— Pedido dado —
Copie palavra por palavra o trecho do texto sobre Paulo Freire, começando em "Como explicar a" e indo até "bem nesta descrição.".

Desconstruindo Paulo Freire
Paulo Freire é aclamado pelo progressismo, mas pouquíssimos educadores lamentavelmente realmente buscaram entendê-lo e a tragédia que ela promoveu na nossa história e no Plano Nacional de Educação vigente até 2024. A propósito do tema Educação, a Pesquisa Retratos da Leitura no Brasil identificou que mais de 70% dos professores brasileiros leem em média (pasme) um livro por ano e que, apesar de se considerarem leitores, 50% dos professores não leram nos últimos três meses.
O professor e pesquisador Thomas Giulliano é organizador da obra homônima a este artigo. Bebemos na fonte dele para trazer a reflexão de hoje.
Como explicar a presença de Paulo Freire na Educação brasileira? Apenas a partir de instituições que são anteriores a ele. Sobretudo o Ministério da Educação. Em 1967, os militares iniciam um processo de fortalecimento do MOBRAL, de onde fundamentarão a nova Lei de Diretrizes e Bases da Educação Nacional (existente desde o governo Vargas. É esta legislação que fortalece o Ministério da Educação, sob Vargas, com o ministro da educação Gustavo Capanema. O MOBRAL tinha o objetivo de criar um “novo homem ideal, um novo brasileiro”, por meio do mesmo método de alfabetização silábico criado por Paulo Freire, quando de seu tempo de professor em Angicos (RN). Segundo o próprio Karl Marx, existe um espectro que ronda o arco histórico do mundo. No caso do Brasil, é possível dizermos que a memória de Getúlio Vargas se encaixa muito bem nesta descrição.
Note-se que até a década de 1880, no final do Brasil Império, o processo eleitoral brasileiro era muito mais democrático. Nesta época foi criada a Lei Saraiva, que proibiu analfabetos de votar e criou condições específicas para outras categorias de cidadãos baseada na renda e na crença religiosa. Por isso, é muito fácil observar que a participação política da população brasileira no século XIX era mais intensa. Pouco tempo depois disso, quando Vargas assume o poder, ele se movimenta de maneira populista para resolver isso. Ele mira na população excluída pela Lei Saraiva, no intuito de reintegrá-la a esta participação política perdida. Getúlio Vargas começa a atuar por meio de variadas instituições políticas, a exemplo do Ministério da Educação – que queria criar aquele conceito de “novo homem” sob Gustavo Capanema. A Lei de Diretrizes e Bases da Educação Nacional nascida neste contexto ganha uma ampliação no regime militar da década de 1960. Ela extrapola as escolas para tutelar as universidades.
Para falarmos sobre a capacidade doutrinação da LDB atual é fundamental entender este processo. Paulo Freire só alcançou a extensão que o deu o título de patrono da educação em 2012, em razão de um processo histórico muito anterior a ele. Um processo que habilitou a estrutura e os canais em que ele surfaria posteriormente.

Exemplos de marcação de pontos:

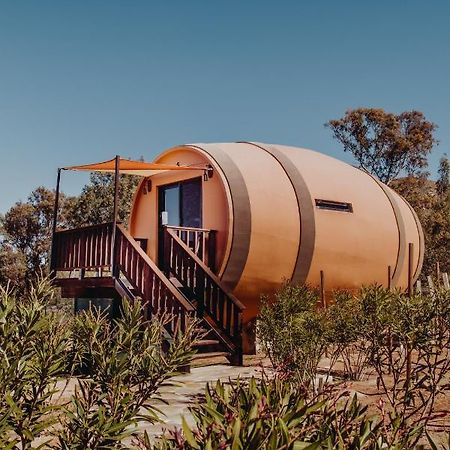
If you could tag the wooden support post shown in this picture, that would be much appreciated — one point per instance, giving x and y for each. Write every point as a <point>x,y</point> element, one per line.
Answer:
<point>410,268</point>
<point>419,286</point>
<point>115,214</point>
<point>55,222</point>
<point>445,280</point>
<point>410,293</point>
<point>322,289</point>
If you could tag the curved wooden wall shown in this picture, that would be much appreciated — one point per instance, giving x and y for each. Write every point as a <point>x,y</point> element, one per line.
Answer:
<point>261,200</point>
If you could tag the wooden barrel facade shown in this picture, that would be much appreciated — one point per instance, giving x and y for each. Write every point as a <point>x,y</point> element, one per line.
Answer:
<point>284,213</point>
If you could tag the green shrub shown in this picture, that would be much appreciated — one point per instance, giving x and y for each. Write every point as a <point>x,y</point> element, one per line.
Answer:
<point>275,415</point>
<point>346,326</point>
<point>292,332</point>
<point>33,347</point>
<point>125,365</point>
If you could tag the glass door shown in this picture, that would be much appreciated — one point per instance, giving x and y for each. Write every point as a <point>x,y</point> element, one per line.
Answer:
<point>180,205</point>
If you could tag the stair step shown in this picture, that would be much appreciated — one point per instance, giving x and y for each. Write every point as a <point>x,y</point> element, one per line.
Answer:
<point>176,282</point>
<point>210,355</point>
<point>203,342</point>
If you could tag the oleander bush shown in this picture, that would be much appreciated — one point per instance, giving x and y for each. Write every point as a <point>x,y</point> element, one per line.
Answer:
<point>275,415</point>
<point>119,368</point>
<point>292,332</point>
<point>404,341</point>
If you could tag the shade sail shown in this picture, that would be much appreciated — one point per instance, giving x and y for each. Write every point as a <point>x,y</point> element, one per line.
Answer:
<point>130,167</point>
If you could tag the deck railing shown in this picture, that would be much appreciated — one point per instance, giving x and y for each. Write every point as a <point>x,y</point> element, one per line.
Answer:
<point>83,248</point>
<point>213,300</point>
<point>90,248</point>
<point>201,241</point>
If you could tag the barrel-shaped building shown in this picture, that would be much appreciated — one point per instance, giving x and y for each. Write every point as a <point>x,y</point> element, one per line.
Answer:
<point>281,214</point>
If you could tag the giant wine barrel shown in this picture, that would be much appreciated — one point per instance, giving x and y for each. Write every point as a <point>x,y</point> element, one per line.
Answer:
<point>284,213</point>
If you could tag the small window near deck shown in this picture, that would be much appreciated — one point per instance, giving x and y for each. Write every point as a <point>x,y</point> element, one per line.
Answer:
<point>334,206</point>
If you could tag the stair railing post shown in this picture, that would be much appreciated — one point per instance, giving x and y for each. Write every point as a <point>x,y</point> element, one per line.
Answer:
<point>114,268</point>
<point>55,221</point>
<point>168,252</point>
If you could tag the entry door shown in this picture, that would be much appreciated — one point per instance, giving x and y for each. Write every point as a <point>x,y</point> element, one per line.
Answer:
<point>180,205</point>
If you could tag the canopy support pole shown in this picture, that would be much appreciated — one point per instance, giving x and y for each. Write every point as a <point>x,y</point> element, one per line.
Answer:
<point>55,222</point>
<point>115,214</point>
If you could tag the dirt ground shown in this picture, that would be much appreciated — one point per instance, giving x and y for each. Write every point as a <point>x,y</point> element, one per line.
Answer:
<point>187,387</point>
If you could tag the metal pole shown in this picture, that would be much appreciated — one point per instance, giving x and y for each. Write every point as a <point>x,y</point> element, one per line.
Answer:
<point>115,214</point>
<point>55,222</point>
<point>410,264</point>
<point>322,289</point>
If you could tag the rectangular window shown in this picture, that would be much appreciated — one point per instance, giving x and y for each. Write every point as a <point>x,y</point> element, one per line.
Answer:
<point>333,205</point>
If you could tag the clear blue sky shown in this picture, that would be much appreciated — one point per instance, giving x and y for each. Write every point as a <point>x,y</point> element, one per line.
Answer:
<point>81,81</point>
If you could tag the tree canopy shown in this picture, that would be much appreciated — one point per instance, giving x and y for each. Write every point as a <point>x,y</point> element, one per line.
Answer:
<point>26,228</point>
<point>386,144</point>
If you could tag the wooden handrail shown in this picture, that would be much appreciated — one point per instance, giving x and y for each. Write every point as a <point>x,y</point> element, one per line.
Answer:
<point>204,230</point>
<point>84,228</point>
<point>210,274</point>
<point>213,300</point>
<point>155,269</point>
<point>82,248</point>
<point>201,241</point>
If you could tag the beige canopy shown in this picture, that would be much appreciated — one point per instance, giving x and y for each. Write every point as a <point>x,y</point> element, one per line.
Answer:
<point>130,167</point>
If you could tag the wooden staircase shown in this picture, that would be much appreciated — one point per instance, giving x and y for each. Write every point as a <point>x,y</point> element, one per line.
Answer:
<point>104,260</point>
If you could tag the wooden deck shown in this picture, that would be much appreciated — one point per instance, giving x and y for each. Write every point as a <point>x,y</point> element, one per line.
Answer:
<point>104,261</point>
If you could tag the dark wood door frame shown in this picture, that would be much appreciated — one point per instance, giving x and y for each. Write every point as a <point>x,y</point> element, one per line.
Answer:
<point>161,206</point>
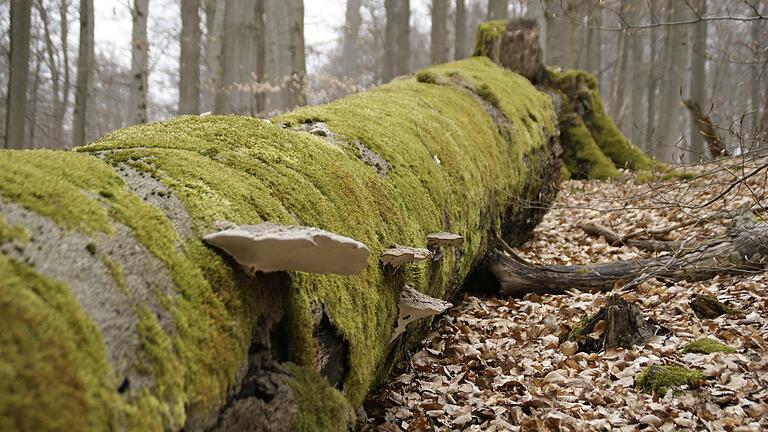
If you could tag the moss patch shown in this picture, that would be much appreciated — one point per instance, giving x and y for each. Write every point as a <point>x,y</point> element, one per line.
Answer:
<point>247,170</point>
<point>321,407</point>
<point>661,379</point>
<point>707,346</point>
<point>9,232</point>
<point>583,98</point>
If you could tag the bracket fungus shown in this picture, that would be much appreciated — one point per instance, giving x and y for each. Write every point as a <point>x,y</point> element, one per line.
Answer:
<point>399,255</point>
<point>414,305</point>
<point>445,239</point>
<point>268,247</point>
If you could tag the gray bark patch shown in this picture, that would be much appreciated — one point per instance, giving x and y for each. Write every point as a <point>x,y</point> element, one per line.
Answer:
<point>85,263</point>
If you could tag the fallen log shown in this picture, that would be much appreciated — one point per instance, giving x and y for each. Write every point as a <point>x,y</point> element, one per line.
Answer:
<point>744,250</point>
<point>116,315</point>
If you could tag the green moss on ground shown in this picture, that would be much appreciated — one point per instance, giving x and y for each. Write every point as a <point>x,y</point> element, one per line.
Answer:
<point>321,407</point>
<point>661,379</point>
<point>426,77</point>
<point>581,90</point>
<point>247,170</point>
<point>707,346</point>
<point>10,232</point>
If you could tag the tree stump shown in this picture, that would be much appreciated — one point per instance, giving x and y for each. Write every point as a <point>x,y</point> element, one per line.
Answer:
<point>619,324</point>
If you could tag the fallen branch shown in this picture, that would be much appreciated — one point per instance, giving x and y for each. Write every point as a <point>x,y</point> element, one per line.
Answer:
<point>741,251</point>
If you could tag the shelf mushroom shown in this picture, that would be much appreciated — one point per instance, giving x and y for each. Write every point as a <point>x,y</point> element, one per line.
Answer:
<point>444,239</point>
<point>414,305</point>
<point>399,255</point>
<point>269,247</point>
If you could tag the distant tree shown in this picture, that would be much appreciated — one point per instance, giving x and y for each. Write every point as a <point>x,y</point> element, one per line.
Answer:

— Resposta completa —
Como explicar a presença de Paulo Freire na Educação brasileira? Apenas a partir de instituições que são anteriores a ele. Sobretudo o Ministério da Educação. Em 1967, os militares iniciam um processo de fortalecimento do MOBRAL, de onde fundamentarão a nova Lei de Diretrizes e Bases da Educação Nacional (existente desde o governo Vargas. É esta legislação que fortalece o Ministério da Educação, sob Vargas, com o ministro da educação Gustavo Capanema. O MOBRAL tinha o objetivo de criar um “novo homem ideal, um novo brasileiro”, por meio do mesmo método de alfabetização silábico criado por Paulo Freire, quando de seu tempo de professor em Angicos (RN). Segundo o próprio Karl Marx, existe um espectro que ronda o arco histórico do mundo. No caso do Brasil, é possível dizermos que a memória de Getúlio Vargas se encaixa muito bem nesta descrição.